§ **MATERIAL TO PROCESS**
Start of Block

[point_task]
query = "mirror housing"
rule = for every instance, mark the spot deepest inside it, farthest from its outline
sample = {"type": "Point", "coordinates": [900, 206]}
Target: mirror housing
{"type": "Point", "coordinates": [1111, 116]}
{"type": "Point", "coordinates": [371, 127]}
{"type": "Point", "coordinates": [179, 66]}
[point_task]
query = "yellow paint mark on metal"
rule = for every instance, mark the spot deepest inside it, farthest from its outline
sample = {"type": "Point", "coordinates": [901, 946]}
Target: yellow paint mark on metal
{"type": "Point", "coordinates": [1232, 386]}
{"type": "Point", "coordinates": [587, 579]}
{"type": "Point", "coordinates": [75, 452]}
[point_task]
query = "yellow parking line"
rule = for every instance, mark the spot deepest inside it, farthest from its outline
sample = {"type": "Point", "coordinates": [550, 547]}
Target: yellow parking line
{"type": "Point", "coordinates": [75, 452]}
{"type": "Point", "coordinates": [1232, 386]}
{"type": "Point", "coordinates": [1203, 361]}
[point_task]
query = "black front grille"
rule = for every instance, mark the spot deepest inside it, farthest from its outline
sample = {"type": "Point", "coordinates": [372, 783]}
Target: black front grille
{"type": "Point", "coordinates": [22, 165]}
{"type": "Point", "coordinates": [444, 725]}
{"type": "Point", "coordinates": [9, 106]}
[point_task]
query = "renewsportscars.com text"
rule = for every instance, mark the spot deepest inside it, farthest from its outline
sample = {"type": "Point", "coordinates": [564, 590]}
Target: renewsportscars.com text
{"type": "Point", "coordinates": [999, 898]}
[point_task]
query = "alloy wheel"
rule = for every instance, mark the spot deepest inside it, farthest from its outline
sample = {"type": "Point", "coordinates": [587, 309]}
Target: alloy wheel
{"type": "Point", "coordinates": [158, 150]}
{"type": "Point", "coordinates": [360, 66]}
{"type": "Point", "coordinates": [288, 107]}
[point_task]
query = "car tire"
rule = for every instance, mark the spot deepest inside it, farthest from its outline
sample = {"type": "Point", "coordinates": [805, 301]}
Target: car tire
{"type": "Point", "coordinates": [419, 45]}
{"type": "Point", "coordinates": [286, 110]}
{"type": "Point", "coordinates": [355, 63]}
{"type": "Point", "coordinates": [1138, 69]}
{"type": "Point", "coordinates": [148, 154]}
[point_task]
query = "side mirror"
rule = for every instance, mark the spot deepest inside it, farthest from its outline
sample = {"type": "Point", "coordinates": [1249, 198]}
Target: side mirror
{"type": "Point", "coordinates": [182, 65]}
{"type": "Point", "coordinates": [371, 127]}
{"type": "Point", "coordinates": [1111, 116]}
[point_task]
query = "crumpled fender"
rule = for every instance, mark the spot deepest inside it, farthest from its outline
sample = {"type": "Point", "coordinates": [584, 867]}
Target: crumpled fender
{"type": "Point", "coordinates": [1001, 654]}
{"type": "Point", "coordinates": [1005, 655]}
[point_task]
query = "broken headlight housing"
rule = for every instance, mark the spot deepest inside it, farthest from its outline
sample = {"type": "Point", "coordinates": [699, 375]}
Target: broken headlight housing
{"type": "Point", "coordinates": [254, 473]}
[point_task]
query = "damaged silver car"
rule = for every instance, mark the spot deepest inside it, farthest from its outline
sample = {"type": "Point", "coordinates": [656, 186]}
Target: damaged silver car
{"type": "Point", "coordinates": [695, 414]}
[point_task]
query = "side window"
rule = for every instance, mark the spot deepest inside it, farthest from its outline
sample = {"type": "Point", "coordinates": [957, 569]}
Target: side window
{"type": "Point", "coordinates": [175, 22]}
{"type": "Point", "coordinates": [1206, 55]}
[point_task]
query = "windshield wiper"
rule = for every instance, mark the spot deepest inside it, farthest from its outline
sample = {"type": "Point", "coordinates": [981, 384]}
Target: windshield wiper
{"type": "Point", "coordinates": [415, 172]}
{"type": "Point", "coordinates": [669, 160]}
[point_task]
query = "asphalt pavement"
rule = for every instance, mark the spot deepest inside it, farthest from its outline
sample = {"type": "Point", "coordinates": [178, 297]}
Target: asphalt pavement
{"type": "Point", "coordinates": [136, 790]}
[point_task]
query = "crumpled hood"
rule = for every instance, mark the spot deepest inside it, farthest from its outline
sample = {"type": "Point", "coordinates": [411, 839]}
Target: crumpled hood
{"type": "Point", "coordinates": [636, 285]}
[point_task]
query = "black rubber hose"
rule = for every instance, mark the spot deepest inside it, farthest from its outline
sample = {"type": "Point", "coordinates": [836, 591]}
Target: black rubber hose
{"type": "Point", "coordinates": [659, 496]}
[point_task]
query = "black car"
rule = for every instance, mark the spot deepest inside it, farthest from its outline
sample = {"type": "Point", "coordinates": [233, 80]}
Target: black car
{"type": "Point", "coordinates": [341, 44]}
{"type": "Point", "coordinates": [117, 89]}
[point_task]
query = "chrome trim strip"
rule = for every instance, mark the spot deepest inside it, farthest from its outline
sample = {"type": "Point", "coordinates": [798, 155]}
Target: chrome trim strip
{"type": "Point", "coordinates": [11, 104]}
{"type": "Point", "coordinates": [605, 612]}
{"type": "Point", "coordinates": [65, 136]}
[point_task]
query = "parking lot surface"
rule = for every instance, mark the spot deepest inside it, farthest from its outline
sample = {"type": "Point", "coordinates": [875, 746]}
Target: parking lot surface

End of Block

Nothing should be left out when the listing is retyped exactly.

[point_task]
query = "mirror housing"
rule = for every instance, mark the spot deepest inside it, farthest from its outline
sample = {"type": "Point", "coordinates": [900, 206]}
Target: mirror housing
{"type": "Point", "coordinates": [1111, 116]}
{"type": "Point", "coordinates": [371, 127]}
{"type": "Point", "coordinates": [179, 66]}
[point_task]
query = "yellow paint mark on metal"
rule = for every instance, mark the spot deepest inside it, farthest from its outline
sample = {"type": "Point", "coordinates": [901, 946]}
Target: yellow paint mark on metal
{"type": "Point", "coordinates": [1232, 386]}
{"type": "Point", "coordinates": [587, 579]}
{"type": "Point", "coordinates": [75, 452]}
[point_task]
query = "yellow parking line"
rule = for every instance, mark the spot deepest inside it, farthest from its outline
sample = {"type": "Point", "coordinates": [550, 547]}
Target: yellow parking line
{"type": "Point", "coordinates": [75, 452]}
{"type": "Point", "coordinates": [1232, 386]}
{"type": "Point", "coordinates": [1203, 361]}
[point_task]
query = "black front grille"
rule = for every instance, mark the spot deepest inside it, farthest from its outline
sample = {"type": "Point", "coordinates": [372, 783]}
Target: black front grille
{"type": "Point", "coordinates": [22, 165]}
{"type": "Point", "coordinates": [444, 725]}
{"type": "Point", "coordinates": [9, 106]}
[point_task]
query = "renewsportscars.com text"
rule = for every instance, mark the spot deepest inside it, farthest from its outline
sample = {"type": "Point", "coordinates": [564, 590]}
Target: renewsportscars.com text
{"type": "Point", "coordinates": [999, 898]}
[point_task]
query = "alloy wheel"
rule = for every instance, mark the spot deepest inside it, farthest from its outline
sample = {"type": "Point", "coordinates": [587, 309]}
Target: alloy wheel
{"type": "Point", "coordinates": [158, 150]}
{"type": "Point", "coordinates": [360, 66]}
{"type": "Point", "coordinates": [288, 107]}
[point_task]
query = "car tire"
rule = for every instance, mark the spot deepest inside it, farthest from its outline
sample = {"type": "Point", "coordinates": [805, 301]}
Target: car tire
{"type": "Point", "coordinates": [419, 45]}
{"type": "Point", "coordinates": [286, 110]}
{"type": "Point", "coordinates": [355, 63]}
{"type": "Point", "coordinates": [1138, 69]}
{"type": "Point", "coordinates": [148, 154]}
[point_task]
query = "side mirror"
rule = for every instance, mark the spot deepest inside it, farthest from its outline
sample = {"type": "Point", "coordinates": [1249, 198]}
Target: side mirror
{"type": "Point", "coordinates": [182, 65]}
{"type": "Point", "coordinates": [371, 127]}
{"type": "Point", "coordinates": [1111, 116]}
[point_task]
query = "crumpled fender"
rule = for every instance, mark the spot deepest inside it, farthest from its outline
sample = {"type": "Point", "coordinates": [584, 867]}
Target: crumpled fender
{"type": "Point", "coordinates": [1001, 654]}
{"type": "Point", "coordinates": [1005, 655]}
[point_task]
query = "broken headlight housing"
rule = for every instance, mark the spot deepest inside it, farthest from its outline
sample = {"type": "Point", "coordinates": [699, 375]}
Target: broken headlight housing
{"type": "Point", "coordinates": [254, 473]}
[point_task]
query = "damaged silver car"
rule = for every instance, mark the spot deepest inside it, farthest from its outline
sample = {"type": "Point", "coordinates": [656, 186]}
Target: damaged silver car
{"type": "Point", "coordinates": [695, 414]}
[point_task]
query = "side window"
rule = for every instance, mark the spot deepest inside it, farthest from its outline
sample = {"type": "Point", "coordinates": [957, 569]}
Target: side window
{"type": "Point", "coordinates": [175, 22]}
{"type": "Point", "coordinates": [1206, 55]}
[point_task]
query = "windshield wiper"
rule = for every instance, mark the spot deepest inside it, farthest from its outline
sample = {"type": "Point", "coordinates": [981, 384]}
Target: windshield wiper
{"type": "Point", "coordinates": [415, 172]}
{"type": "Point", "coordinates": [669, 160]}
[point_task]
query = "asphalt pavement"
rule = for every instance, mark the spot deepest inside it, farthest from its outline
sample = {"type": "Point", "coordinates": [178, 297]}
Target: asphalt pavement
{"type": "Point", "coordinates": [136, 790]}
[point_task]
query = "crumpled hood"
rule = for every instance, mark the spot deepest inside it, farthest from its outline
sample = {"type": "Point", "coordinates": [411, 839]}
Target: crumpled hood
{"type": "Point", "coordinates": [636, 285]}
[point_task]
query = "black rubber hose"
rule = for every instance, mark the spot deepest inside it, farthest from its outline
sample = {"type": "Point", "coordinates": [836, 591]}
Target: black rubber hose
{"type": "Point", "coordinates": [659, 496]}
[point_task]
query = "black car"
rule = for every instance, mark the spot deepest inside it, farthest from its outline
sample = {"type": "Point", "coordinates": [233, 80]}
Target: black car
{"type": "Point", "coordinates": [341, 44]}
{"type": "Point", "coordinates": [117, 89]}
[point_task]
query = "chrome trim strip"
rule = for every instance, mark the spot deepest inside it, farthest from its outline
sample = {"type": "Point", "coordinates": [798, 155]}
Target: chrome trim strip
{"type": "Point", "coordinates": [11, 104]}
{"type": "Point", "coordinates": [605, 612]}
{"type": "Point", "coordinates": [65, 136]}
[point_task]
query = "parking lot surface"
rule = for every instance, mark the spot deepest inside it, farthest from its outline
sample = {"type": "Point", "coordinates": [875, 746]}
Target: parking lot surface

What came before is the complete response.